REQUIREMENT
From the first line to the last, copy the material word for word; pictures stay out.

DATA RECORDS
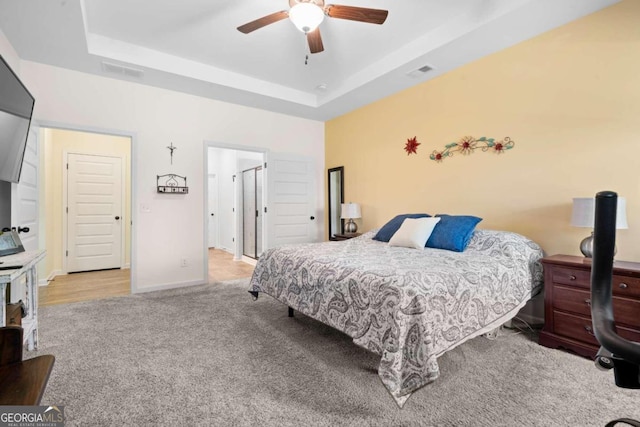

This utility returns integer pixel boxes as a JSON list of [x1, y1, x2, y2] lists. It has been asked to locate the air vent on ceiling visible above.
[[101, 61, 144, 79], [406, 64, 433, 79]]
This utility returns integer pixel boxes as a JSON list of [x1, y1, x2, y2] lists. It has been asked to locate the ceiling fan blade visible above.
[[325, 4, 388, 24], [307, 28, 324, 54], [237, 11, 288, 34]]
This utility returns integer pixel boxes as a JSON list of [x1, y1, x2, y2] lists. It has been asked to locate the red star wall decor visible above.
[[404, 136, 420, 155]]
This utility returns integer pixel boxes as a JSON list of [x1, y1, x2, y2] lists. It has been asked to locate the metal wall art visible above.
[[157, 174, 188, 194], [403, 135, 515, 162], [404, 136, 420, 155], [429, 136, 515, 162]]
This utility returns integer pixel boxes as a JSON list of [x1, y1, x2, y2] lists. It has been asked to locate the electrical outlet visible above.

RESPONSE AREA
This utility returns integer pixel boxes as a JSON list of [x1, y1, x2, y2] lists. It has been asked to locate the air vent on ceiling visible above.
[[101, 61, 144, 79], [406, 64, 433, 79]]
This utility returns integer pixel boxes as a JSON list of [x1, y1, x2, y2] lists. It has been asked to locate the ceiling fan blade visible above.
[[325, 4, 388, 24], [307, 28, 324, 54], [237, 11, 288, 34]]
This utility returns integer pixel boxes as a JSON list of [x1, y1, x2, y2] lists. It has been asked to locate the red star wall decor visible above.
[[404, 136, 420, 155]]
This utility returns integer pixel boxes as a JSON list of [x1, y1, x2, y2] lists. It has been asked to locate the metal wall art visible above.
[[157, 174, 188, 194], [403, 135, 515, 162], [404, 136, 420, 155], [429, 136, 515, 162]]
This utility returns integer pixel boxes as a JSON list of [x1, y1, x2, y2] lists. It has been asked to locate the electrical outlet visible above.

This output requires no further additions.